(TASK PROMPT)
All of the data should be output character for character, except the pictures.

(Saved entries)
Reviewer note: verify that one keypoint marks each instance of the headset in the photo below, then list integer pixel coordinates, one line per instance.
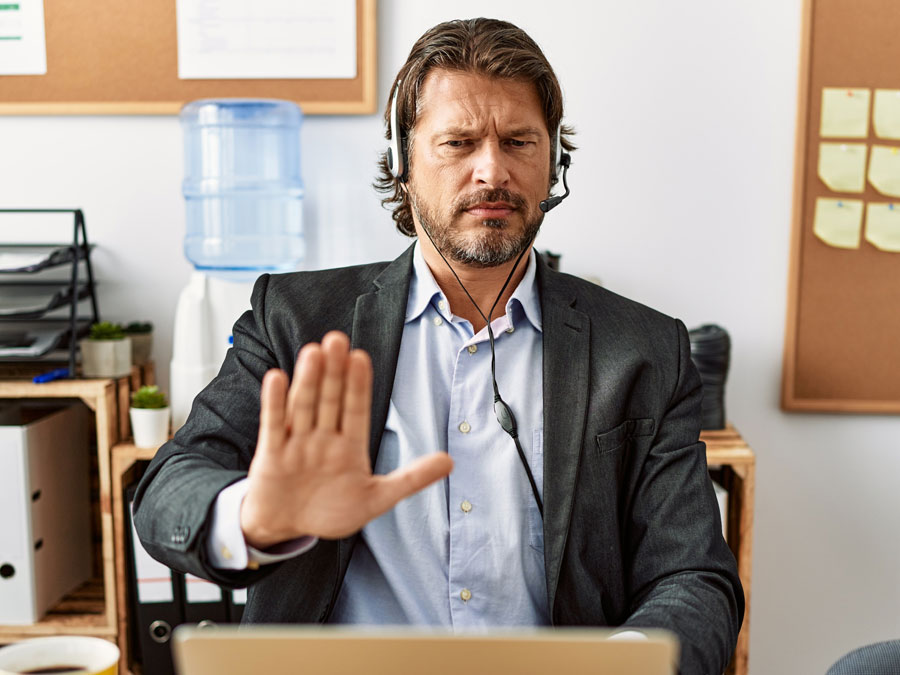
(396, 152)
(398, 164)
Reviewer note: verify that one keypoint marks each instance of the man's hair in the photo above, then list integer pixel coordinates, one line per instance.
(489, 47)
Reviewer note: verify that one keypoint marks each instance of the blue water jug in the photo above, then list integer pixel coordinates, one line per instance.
(242, 186)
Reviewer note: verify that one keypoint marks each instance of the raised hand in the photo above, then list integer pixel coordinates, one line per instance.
(311, 473)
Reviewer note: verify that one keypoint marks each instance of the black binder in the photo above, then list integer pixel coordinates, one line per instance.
(236, 601)
(156, 600)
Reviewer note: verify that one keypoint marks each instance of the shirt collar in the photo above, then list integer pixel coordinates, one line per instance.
(423, 289)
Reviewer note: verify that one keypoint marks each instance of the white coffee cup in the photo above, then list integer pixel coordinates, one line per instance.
(84, 655)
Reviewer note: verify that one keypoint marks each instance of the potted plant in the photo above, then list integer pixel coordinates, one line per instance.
(149, 414)
(106, 352)
(141, 334)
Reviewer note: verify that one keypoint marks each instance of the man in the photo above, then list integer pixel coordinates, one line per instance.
(592, 508)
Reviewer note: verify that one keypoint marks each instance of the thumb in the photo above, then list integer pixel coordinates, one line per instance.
(407, 480)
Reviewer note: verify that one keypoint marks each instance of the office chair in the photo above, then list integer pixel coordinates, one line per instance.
(881, 658)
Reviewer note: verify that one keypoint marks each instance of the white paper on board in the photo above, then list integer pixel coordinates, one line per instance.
(266, 39)
(23, 46)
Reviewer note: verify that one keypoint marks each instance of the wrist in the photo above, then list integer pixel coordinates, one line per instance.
(257, 533)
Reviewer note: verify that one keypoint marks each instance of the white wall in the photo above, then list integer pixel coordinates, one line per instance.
(681, 198)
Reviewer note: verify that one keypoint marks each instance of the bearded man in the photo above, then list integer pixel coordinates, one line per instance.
(467, 438)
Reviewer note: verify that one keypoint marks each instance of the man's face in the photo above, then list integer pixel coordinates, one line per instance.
(479, 166)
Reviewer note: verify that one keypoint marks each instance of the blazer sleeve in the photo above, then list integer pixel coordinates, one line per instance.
(683, 577)
(175, 497)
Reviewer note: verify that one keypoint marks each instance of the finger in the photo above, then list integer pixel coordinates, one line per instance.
(272, 410)
(305, 389)
(335, 346)
(407, 480)
(357, 412)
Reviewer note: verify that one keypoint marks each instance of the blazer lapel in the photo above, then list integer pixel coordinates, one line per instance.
(566, 351)
(377, 328)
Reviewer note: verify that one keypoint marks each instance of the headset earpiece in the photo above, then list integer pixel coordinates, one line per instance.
(396, 152)
(561, 160)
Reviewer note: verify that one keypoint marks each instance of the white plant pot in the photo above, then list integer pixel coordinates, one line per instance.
(106, 358)
(150, 426)
(141, 347)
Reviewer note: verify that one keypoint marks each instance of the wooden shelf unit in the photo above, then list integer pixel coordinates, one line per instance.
(733, 465)
(91, 609)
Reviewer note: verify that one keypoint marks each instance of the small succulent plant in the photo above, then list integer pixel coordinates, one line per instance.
(106, 331)
(149, 396)
(138, 328)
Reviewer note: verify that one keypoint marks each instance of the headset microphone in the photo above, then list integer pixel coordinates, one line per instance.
(552, 202)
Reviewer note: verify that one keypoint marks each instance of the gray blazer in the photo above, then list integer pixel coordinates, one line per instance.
(631, 524)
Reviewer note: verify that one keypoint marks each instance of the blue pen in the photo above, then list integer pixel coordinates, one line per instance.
(57, 374)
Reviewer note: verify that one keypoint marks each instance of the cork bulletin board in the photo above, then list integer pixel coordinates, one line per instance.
(112, 57)
(842, 342)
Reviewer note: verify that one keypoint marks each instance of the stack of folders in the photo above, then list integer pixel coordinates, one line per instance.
(161, 599)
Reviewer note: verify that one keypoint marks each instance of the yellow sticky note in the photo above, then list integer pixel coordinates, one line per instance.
(838, 222)
(886, 113)
(884, 170)
(842, 166)
(845, 113)
(883, 226)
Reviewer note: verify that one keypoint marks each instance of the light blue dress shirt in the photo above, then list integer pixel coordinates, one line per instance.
(468, 551)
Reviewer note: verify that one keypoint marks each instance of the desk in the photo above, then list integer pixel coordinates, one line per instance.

(ANSWER BOX)
Reviewer note: verify that one keypoint marks each instance of the headset in the photo below, then list integer pixel coordinates, one line per instance.
(396, 152)
(398, 164)
Reviewer note: verify that one keypoint marks each instance of the man's hair in the photo above, then list integer pixel coordinates, one line per instance.
(489, 47)
Reviewer note: verify that one keypoint marks each instance of the blue water jug in the photo above, then list integer pixel coordinates, one line per instance.
(242, 186)
Reviewer note: verify that one keypoint marks each instance of the raised hand in the photo above, then list integer pixel coordinates, one line per instance.
(311, 473)
Reviewer note: verify that one keypoint marks each instance of the black binder in the photo above, then list integer pixel coordinates, one line per instance.
(236, 601)
(156, 600)
Reviewer note: verify that one keypoint marks each instance of the shirt collar in the photo above, then list integer pixel coordinates, one line per instance.
(423, 289)
Reviewer note: verify that one keypoint marks each instance of the white coffee cup in the photo above, then list integer pixel coordinates, one line per instance.
(84, 655)
Reviewer note: verify that one keypoint marks each instance of the potted plant in the photo above, then list integer pixel coordinates, one line per instance.
(149, 414)
(106, 352)
(141, 334)
Reviewer note: verify that one keypoint marks each instance of the man in the photo above, then list integer pixel coordinates, one line per instance.
(592, 508)
Reviewer note: verify that one keypoint marks each instance of the thumb in the photo above, then list integer pixel coordinates, one line per instance.
(407, 480)
Reviewer note: verify that one keypoint marks each instance of the office chair in the photo above, then list integer pixel coordinates, one line per instance.
(881, 658)
Reviewer note: verify that one keypoint marks each instance of the white paper on board in the photo above, then list integer pixel coordinates, one line per instance.
(266, 39)
(23, 46)
Reviewer note: verify that one keypoint marks each instance of the wrist in the photo above, then list integer pixel coordinates, one line per instance.
(257, 533)
Reviewer note: verify that one keypoint marks each instance of the white wall in the photo above, then list integer pixel coordinates, one line per instance.
(681, 198)
Reviewer note: verify that one keypoint marks each instance of the bearded man in the photo above, then list integer pixel coordinates, one line per instance.
(467, 438)
Reviewer note: verify that one keypoint marks each instance of the man's face in the photo above, then list integer pixel coordinates, one line per instance.
(479, 166)
Reviewer note: verify that one keypoint marks each instance of the blazer sleeve in the photo above, then list integer pixel coordinates, one line per instance.
(683, 577)
(175, 497)
Reviewer note: verify that one keypoint marks each instance of the finger in the photo above, then list integer pixel coordinates, one line per instance.
(272, 410)
(305, 389)
(335, 346)
(407, 480)
(357, 412)
Reviewer note: verify that one keypoint marks each instance of the blazer lapel in the photo above, then list integer pixel coordinates, one line per instance.
(566, 351)
(377, 328)
Reviewer note: verify that one keypoint marks each instance of the headset earpiece in the photo above, then list integer pixel coordinates, one line per instance.
(396, 152)
(561, 160)
Reviewer note: verify that one keypoint marks each instance of the white plant pot in the photo above, then list integer pixel coordinates, one line per instance.
(106, 358)
(150, 426)
(141, 347)
Reviewer note: verify that one keypoint marks each instance of the wooden shelf unit in the photo above, then list integer pixel coordinates, one line per instance.
(733, 465)
(91, 609)
Reviewer note: verify that one keypoint marks each instance of the small succulent plant in the photo above, then list integer pixel coordinates, one line per instance.
(106, 331)
(149, 396)
(138, 328)
Reviewer note: verify that one keypoint marks each instance of the headset microphone in the photo above, then list integer pixel coordinates, one line per instance.
(552, 202)
Reviewer note: verify that one keypoint marks each instance of the gray blazer in the photo above, then list integer pixel coordinates, one line per instance.
(631, 524)
Reviewer note: verify that one keypoint marks each instance of the blue pen in the photo above, then list integer pixel coordinates, one line per instance.
(57, 374)
Reviewer note: verify that one keypoint marks each instance of the cork bulletin board in the photo above, then list integer pixel coordinates, one line per instance.
(112, 57)
(842, 342)
Reviewer note: verify that one keypoint marks each instance of the stack of folders in the photo above, then list integer pixel coordinates, one line per instance.
(161, 599)
Reviewer note: verify that one keypoint marks each instance of the yellow sticky note in the photo above, then list integer pixel coordinates, one line per instance.
(838, 222)
(886, 113)
(884, 170)
(842, 166)
(845, 113)
(883, 226)
Reviewer note: verify that one keypoint marks each instance of the light blue dress shirt in the photo above, then list integer pixel coordinates, one line per instance.
(468, 551)
Reviewer note: verify that one keypoint marks each instance of the desk in the photo above, then list integer pixel coordinates, one line per instance.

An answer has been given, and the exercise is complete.